* Things to do *
• 1. Substitute "Lyft" for "Uber" in the virtual-assistant article, writing it out from the words "The landscape has" through the words "The Washington Post.)".
• 2. Continue the virtual-assistant article from its last sentence.

* Provided text *

The prospect of a new channel that would bypass the primary gatekeepers for apps — Apple and Google’s app stores — was also attractive. “Right now, the main conduits to a consumer are owned by Google and Apple,” he said. “My job is to get my restaurants in front of people. This gives us a new route.”
The landscape has changed dramatically since Kittlaus and Cheyer released Siri and even more so since they, along with a third co-founder, Chris Brigham, started building Viv. For example, Amazon, which last year released its conversational virtual assistant Alexa — a cylindrical device for the home — has opened its capabilities to third parties. You can now order an Uber car by talking aloud to Alexa in your home, and she can read you news, weather and traffic information. Alexa not only bypasses apps and Google — she bypasses the smartphone itself. (Amazon chief executive Jeffrey P. Bezos owns The Washington Post.)

Items from a dataset:
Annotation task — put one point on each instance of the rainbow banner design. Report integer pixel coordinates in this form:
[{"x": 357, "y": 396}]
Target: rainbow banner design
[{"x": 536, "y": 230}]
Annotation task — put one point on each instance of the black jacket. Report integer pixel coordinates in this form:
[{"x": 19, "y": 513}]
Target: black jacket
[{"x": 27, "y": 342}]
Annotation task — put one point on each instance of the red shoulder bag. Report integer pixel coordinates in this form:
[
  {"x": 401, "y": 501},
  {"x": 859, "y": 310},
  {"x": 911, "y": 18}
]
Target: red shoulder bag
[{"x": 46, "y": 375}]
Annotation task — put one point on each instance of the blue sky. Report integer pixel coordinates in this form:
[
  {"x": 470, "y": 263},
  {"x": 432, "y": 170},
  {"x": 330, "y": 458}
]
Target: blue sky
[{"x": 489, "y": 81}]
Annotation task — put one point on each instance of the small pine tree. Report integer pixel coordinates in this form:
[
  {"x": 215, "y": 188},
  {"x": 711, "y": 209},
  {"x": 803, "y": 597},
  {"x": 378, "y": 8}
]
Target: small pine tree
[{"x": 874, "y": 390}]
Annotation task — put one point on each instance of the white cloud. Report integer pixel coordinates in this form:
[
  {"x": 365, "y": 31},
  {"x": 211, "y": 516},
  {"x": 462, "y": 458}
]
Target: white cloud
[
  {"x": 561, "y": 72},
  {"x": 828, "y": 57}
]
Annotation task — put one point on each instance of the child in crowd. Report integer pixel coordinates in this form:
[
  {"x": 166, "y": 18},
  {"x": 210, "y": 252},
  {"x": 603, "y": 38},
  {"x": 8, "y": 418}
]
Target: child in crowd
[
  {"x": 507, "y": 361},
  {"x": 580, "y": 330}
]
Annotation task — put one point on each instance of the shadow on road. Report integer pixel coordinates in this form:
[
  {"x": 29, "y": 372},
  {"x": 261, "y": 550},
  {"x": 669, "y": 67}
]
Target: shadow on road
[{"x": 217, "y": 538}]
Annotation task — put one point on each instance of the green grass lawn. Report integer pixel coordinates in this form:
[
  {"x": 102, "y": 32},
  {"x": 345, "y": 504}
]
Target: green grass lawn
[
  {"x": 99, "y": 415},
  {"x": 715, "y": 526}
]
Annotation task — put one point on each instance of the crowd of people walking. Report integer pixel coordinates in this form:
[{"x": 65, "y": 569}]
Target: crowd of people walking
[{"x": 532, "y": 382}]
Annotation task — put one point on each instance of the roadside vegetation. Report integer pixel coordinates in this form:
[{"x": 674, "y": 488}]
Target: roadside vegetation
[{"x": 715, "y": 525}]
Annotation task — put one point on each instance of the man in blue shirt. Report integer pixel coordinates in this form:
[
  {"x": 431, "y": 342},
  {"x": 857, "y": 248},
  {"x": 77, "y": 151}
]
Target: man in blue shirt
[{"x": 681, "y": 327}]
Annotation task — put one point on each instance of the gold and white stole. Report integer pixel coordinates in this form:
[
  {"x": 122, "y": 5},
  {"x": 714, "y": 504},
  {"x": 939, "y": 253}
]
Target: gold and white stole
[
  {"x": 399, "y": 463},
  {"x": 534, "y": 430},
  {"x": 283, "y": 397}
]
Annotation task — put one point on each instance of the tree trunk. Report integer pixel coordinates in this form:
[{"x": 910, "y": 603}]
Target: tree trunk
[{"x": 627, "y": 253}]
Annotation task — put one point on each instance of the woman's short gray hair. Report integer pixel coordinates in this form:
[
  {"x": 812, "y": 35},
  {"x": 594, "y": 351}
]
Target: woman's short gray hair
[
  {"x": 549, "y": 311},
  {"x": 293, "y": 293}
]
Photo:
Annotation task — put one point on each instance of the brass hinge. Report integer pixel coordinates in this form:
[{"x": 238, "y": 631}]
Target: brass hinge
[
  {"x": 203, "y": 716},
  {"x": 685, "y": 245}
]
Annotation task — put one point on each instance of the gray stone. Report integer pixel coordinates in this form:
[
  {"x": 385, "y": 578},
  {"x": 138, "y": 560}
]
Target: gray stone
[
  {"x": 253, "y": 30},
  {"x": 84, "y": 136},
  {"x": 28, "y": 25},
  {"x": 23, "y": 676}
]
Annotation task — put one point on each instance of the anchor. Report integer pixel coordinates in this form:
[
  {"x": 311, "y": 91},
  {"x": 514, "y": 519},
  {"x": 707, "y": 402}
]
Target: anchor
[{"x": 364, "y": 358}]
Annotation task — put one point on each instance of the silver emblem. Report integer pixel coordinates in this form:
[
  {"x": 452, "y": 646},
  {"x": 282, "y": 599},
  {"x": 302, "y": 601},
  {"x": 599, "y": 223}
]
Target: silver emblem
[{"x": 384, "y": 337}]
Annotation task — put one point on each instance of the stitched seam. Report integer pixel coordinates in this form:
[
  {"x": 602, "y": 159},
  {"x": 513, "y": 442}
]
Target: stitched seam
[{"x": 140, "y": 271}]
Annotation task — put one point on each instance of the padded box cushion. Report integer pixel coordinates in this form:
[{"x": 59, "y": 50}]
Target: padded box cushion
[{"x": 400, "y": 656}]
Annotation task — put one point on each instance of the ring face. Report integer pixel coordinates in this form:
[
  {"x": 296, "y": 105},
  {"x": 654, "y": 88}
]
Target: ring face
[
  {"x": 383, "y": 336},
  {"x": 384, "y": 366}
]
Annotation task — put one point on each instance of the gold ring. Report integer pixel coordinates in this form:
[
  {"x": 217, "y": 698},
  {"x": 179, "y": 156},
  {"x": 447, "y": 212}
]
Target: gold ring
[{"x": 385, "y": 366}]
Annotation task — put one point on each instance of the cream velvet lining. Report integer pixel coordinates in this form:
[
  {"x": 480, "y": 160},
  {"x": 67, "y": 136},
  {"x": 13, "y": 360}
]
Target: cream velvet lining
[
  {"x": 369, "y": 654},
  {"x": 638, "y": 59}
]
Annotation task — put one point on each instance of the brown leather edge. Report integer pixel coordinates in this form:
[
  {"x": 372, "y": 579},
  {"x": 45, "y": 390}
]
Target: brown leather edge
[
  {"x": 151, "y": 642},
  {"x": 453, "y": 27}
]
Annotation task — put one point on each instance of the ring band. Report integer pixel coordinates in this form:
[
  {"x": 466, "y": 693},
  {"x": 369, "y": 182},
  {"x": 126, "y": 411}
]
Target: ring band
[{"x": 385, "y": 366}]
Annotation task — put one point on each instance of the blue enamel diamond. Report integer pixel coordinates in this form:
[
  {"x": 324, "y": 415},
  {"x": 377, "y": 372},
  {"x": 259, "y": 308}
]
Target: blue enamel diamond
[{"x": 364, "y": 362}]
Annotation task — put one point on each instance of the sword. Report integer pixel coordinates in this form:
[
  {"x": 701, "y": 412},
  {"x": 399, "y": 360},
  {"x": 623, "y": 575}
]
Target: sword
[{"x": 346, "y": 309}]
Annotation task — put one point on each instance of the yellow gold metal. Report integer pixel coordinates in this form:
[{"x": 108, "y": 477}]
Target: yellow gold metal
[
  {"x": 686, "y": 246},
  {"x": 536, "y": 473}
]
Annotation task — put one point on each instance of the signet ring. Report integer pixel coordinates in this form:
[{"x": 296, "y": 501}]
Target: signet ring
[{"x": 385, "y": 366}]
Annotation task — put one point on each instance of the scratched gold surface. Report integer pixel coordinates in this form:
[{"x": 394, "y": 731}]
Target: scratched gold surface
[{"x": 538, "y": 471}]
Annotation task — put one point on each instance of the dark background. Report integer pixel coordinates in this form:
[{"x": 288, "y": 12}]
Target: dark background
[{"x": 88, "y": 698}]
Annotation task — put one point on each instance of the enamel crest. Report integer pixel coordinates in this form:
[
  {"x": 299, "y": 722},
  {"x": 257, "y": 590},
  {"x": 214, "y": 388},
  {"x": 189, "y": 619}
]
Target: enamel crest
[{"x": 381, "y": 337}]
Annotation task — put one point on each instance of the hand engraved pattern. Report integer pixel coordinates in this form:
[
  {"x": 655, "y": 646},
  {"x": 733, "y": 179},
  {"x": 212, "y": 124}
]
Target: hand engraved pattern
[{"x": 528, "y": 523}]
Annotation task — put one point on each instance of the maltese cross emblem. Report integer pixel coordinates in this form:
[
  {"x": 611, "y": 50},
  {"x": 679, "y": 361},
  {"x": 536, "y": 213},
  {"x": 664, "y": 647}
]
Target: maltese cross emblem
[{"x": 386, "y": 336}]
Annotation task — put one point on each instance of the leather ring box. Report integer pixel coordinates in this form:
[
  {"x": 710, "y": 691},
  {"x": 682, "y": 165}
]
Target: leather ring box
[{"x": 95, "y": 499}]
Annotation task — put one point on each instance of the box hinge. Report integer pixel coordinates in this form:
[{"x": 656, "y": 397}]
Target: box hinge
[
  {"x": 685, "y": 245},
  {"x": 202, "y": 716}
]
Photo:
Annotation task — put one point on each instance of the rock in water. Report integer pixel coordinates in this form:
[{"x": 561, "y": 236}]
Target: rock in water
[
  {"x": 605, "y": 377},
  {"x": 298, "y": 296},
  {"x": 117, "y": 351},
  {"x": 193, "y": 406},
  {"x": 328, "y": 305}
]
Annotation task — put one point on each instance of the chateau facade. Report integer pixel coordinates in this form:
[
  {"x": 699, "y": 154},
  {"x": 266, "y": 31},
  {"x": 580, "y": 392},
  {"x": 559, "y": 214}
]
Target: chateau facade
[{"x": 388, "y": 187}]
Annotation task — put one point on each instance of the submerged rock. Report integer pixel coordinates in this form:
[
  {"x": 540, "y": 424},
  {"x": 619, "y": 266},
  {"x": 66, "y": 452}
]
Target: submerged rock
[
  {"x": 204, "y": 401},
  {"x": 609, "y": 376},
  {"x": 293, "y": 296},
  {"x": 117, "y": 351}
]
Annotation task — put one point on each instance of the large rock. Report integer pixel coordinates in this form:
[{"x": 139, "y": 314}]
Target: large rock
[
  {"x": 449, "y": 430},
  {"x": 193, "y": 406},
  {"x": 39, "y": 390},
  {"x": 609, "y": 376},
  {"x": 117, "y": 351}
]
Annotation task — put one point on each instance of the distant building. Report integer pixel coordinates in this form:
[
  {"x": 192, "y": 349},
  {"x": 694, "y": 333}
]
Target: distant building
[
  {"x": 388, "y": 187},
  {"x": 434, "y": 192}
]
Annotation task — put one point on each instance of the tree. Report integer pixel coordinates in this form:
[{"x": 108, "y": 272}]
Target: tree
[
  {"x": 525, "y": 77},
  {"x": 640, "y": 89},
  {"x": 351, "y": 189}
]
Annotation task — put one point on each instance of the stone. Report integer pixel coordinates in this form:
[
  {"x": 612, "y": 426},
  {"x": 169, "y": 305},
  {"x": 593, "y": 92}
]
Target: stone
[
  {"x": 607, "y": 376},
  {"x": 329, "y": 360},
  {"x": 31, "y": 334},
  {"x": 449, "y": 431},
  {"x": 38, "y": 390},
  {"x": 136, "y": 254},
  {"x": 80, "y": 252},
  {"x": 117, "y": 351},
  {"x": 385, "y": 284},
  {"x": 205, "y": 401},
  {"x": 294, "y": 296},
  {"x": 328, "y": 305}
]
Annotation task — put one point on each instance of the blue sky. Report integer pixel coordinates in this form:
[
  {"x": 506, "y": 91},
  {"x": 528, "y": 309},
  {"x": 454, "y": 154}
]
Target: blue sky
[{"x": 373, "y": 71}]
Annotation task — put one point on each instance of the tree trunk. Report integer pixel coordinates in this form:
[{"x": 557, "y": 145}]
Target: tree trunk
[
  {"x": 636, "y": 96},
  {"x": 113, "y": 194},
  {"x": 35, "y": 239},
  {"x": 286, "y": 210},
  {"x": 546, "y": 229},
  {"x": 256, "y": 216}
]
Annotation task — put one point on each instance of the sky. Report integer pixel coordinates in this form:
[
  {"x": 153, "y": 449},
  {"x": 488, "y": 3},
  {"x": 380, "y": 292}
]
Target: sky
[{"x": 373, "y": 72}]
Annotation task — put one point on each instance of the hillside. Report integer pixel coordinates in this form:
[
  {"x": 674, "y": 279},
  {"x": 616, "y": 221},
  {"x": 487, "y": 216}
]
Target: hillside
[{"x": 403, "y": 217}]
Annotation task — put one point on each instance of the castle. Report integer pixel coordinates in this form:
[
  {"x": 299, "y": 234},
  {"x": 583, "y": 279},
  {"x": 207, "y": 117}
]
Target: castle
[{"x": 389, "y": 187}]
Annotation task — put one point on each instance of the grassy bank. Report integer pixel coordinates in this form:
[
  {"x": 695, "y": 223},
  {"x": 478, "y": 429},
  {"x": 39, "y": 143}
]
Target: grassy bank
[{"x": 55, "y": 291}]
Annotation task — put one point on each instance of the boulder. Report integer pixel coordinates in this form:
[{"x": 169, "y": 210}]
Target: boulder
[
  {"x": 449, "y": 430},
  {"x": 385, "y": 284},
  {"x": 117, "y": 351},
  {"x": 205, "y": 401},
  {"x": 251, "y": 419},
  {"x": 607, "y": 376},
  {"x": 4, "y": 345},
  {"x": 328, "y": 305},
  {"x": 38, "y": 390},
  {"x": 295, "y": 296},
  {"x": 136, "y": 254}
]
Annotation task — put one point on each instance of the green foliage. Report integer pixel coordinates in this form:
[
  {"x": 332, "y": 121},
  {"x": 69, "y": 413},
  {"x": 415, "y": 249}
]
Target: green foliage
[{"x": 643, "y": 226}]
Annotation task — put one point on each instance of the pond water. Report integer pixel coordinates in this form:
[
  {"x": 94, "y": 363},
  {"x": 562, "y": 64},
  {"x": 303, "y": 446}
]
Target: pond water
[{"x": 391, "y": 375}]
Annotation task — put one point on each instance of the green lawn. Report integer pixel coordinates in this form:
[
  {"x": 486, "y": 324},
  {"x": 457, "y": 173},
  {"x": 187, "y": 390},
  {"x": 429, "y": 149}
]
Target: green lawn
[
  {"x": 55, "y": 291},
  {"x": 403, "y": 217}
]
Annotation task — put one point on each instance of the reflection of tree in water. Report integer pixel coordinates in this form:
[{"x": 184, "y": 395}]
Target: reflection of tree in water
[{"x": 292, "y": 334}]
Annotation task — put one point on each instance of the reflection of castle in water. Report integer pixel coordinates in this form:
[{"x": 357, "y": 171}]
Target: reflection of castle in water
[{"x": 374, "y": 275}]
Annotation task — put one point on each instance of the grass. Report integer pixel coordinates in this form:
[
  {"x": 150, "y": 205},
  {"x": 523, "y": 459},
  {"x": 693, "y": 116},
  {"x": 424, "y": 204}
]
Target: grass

* Your responses *
• 1.
The landscape has changed dramatically since Kittlaus and Cheyer released Siri and even more so since they, along with a third co-founder, Chris Brigham, started building Viv. For example, Amazon, which last year released its conversational virtual assistant Alexa — a cylindrical device for the home — has opened its capabilities to third parties. You can now order an Lyft car by talking aloud to Alexa in your home, and she can read you news, weather and traffic information. Alexa not only bypasses apps and Google — she bypasses the smartphone itself. (Amazon chief executive Jeffrey P. Bezos owns The Washington Post.)

• 2.
Facebook, meanwhile, is trying to turn its popular messaging app, Messenger, into a portal for businesses. At its annual developer conference last month, Facebook enabled a handful of companies such as Expedia and 1-800-Flowers.com to conduct basic customer service over chat on Messenger. Early reviews found the product to be cumbersome, but businesses see big possibilities. In an interview, Expedia chief executive Dara Khosrowshahi said chatbots and artificial intelligence have the ability to return online travel to the roots of the traditional agent, who knew the customers and their preferences.
Facebook’s initiative takes a page from WeChat and Telegram, two wildly popular apps in China and Europe that have implemented similar systems to great effect. In China, it’s common for a young person to order movie tickets over chat.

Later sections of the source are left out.